— TASK DESCRIPTION —
Can you output the records below as a numbered list, leaving out blank lines, starting at the beginning of the records and ending with the line that contains "left=616, top=858, right=652, bottom=888"?

Annotated coordinate records:
______

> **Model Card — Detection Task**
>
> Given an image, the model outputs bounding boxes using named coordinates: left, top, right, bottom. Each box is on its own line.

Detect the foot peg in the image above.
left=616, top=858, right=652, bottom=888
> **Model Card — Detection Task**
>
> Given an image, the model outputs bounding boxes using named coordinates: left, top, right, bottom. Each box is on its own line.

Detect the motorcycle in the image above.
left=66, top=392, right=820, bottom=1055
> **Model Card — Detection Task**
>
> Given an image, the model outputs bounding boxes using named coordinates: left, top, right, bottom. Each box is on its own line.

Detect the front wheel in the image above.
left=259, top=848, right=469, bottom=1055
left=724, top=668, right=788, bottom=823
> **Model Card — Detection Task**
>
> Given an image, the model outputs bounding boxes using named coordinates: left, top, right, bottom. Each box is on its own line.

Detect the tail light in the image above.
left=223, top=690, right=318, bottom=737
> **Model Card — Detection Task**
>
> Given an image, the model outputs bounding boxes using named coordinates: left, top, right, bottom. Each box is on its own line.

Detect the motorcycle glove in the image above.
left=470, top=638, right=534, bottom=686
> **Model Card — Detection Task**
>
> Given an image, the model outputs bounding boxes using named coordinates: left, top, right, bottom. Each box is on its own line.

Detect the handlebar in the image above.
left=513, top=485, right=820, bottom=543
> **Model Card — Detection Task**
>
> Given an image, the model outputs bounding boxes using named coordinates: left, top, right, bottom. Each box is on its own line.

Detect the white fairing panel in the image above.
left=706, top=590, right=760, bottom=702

______

— SOLUTION TO THIS PROBLEM —
1. > **Model Card — Detection Task**
2. >
3. > Given an image, the model outputs bounding boxes using named coordinates: left, top, right, bottom. Each box is on its own line.
4. Detect the foot peg in the image above.
5. left=616, top=858, right=652, bottom=888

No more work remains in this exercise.